— Directive —
Quote everything in the records from the line containing "Please detect the black" down to the line containing "left=179, top=199, right=410, bottom=655", both lines included, and nothing else.

— Dataset —

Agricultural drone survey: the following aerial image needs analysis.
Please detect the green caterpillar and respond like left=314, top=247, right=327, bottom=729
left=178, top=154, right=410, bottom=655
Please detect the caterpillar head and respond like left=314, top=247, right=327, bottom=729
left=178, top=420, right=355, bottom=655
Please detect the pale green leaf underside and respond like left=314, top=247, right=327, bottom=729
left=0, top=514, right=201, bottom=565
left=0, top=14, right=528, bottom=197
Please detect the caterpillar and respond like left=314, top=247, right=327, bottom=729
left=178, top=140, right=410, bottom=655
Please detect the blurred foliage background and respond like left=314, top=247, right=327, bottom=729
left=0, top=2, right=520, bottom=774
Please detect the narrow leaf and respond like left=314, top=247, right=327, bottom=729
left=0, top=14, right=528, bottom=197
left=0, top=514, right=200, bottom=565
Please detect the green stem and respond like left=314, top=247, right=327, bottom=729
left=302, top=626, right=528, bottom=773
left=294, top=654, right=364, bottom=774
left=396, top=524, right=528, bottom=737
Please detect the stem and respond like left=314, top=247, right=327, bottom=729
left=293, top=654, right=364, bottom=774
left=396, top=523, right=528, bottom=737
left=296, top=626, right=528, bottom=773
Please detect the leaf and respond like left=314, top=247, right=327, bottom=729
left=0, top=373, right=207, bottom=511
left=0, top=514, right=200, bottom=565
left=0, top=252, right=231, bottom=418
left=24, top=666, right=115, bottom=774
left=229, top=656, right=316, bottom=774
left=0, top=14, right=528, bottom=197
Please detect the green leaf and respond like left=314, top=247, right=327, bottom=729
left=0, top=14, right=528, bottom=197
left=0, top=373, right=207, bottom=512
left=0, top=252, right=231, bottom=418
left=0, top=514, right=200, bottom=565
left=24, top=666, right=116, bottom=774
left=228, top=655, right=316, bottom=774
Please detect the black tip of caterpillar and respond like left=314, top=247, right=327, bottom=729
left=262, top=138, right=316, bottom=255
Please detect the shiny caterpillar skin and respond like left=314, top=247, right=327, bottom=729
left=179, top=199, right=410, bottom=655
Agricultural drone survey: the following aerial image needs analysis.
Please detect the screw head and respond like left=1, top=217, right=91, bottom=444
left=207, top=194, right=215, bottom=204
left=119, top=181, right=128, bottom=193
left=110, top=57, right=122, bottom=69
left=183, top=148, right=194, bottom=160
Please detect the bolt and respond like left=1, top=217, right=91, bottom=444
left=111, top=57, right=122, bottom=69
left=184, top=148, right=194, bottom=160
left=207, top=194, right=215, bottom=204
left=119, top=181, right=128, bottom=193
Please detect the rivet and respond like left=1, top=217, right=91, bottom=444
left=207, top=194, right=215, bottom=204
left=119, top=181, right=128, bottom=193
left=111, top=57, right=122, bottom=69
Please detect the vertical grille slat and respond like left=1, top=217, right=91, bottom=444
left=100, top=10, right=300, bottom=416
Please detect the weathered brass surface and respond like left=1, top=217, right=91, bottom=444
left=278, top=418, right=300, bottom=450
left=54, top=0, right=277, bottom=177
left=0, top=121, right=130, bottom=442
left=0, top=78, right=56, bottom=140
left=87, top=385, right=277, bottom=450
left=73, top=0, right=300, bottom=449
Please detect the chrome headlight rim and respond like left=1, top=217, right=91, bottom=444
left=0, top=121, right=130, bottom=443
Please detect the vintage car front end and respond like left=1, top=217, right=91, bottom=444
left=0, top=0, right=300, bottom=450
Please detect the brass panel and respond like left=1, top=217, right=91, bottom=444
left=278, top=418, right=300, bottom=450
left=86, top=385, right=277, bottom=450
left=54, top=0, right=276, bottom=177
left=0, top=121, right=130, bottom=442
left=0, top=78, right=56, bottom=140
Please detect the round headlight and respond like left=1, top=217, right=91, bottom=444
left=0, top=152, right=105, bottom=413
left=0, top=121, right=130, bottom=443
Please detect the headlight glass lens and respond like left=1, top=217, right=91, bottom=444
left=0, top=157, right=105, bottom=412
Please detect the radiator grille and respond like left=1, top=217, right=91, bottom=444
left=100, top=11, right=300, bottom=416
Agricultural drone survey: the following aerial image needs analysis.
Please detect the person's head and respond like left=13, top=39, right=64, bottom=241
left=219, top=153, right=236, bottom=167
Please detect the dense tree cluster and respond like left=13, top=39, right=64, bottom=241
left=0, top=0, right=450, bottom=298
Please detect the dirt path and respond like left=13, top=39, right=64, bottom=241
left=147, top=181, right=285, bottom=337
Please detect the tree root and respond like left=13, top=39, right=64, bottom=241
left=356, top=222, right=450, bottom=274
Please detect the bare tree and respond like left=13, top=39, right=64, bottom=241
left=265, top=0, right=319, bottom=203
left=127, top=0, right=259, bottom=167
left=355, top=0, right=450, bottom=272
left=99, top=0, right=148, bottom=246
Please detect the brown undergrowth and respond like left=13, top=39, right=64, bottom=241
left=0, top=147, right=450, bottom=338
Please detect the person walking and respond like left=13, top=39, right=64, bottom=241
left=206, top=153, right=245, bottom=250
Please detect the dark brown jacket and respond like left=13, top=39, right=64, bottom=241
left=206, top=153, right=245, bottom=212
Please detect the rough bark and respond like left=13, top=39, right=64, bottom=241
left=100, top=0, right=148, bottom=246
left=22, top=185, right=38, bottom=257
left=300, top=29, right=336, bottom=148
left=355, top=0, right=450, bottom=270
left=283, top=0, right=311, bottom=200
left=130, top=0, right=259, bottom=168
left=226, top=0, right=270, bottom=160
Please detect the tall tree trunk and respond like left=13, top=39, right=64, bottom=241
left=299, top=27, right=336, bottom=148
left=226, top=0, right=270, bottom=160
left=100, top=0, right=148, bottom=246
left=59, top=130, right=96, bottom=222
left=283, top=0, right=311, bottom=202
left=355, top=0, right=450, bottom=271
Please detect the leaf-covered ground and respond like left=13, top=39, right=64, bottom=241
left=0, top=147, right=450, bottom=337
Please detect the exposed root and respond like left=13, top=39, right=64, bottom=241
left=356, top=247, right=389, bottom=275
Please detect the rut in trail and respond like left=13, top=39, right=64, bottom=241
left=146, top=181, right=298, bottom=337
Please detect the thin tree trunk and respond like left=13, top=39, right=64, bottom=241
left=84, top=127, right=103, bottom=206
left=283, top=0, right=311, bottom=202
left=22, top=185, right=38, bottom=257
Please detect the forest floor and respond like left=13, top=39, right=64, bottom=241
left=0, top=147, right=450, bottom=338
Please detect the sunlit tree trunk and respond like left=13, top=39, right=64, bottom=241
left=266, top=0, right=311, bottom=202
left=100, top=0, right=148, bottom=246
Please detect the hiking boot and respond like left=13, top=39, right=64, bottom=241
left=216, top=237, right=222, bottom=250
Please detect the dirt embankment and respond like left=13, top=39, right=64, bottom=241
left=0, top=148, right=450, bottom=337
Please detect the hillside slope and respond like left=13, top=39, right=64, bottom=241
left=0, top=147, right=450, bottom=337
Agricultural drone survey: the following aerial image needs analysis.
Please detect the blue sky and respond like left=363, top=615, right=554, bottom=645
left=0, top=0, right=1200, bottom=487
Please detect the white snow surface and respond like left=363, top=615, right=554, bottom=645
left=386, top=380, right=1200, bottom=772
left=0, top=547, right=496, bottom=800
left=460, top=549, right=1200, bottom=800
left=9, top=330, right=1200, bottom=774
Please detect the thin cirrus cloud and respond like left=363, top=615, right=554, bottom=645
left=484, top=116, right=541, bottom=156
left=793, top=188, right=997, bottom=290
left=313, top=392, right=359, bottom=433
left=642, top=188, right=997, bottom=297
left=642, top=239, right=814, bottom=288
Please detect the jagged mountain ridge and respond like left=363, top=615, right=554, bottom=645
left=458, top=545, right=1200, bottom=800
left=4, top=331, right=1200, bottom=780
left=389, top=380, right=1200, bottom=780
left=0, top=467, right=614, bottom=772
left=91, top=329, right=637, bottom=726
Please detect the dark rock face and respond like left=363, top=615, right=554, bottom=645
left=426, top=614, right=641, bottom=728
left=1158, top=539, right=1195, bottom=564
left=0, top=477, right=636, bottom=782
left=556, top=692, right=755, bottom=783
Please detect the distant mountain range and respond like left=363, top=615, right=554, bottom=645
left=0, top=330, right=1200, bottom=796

— Right answer —
Please detect the black tip of caterpillar and respond like left=314, top=247, right=327, bottom=729
left=262, top=138, right=316, bottom=255
Please detect the shiny caterpillar skin and respond like left=314, top=247, right=327, bottom=729
left=179, top=199, right=410, bottom=655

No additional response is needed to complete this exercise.